▸ Goal
Copy every entry word for word, but skip the pictures.

▸ Stored rows
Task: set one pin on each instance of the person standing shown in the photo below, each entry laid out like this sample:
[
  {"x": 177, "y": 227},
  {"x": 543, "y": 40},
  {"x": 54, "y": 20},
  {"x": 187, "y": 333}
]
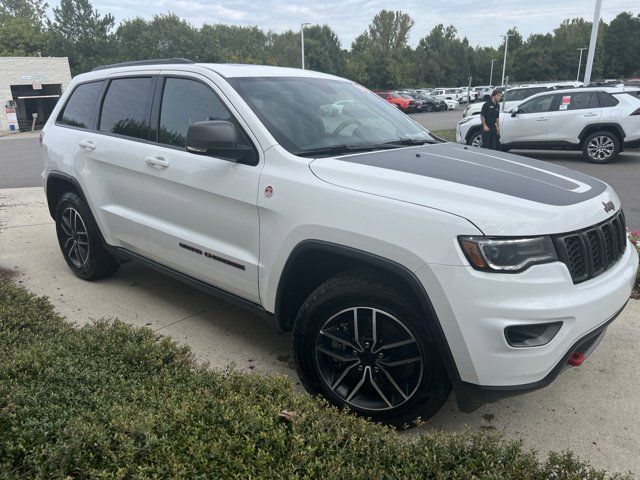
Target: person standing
[{"x": 489, "y": 116}]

▸ Exercise output
Task: set one pin on each instance of the person standing shown in the photo below, each entry laid out like this sample:
[
  {"x": 177, "y": 227},
  {"x": 543, "y": 40},
  {"x": 54, "y": 20},
  {"x": 187, "y": 333}
]
Target: person standing
[{"x": 489, "y": 116}]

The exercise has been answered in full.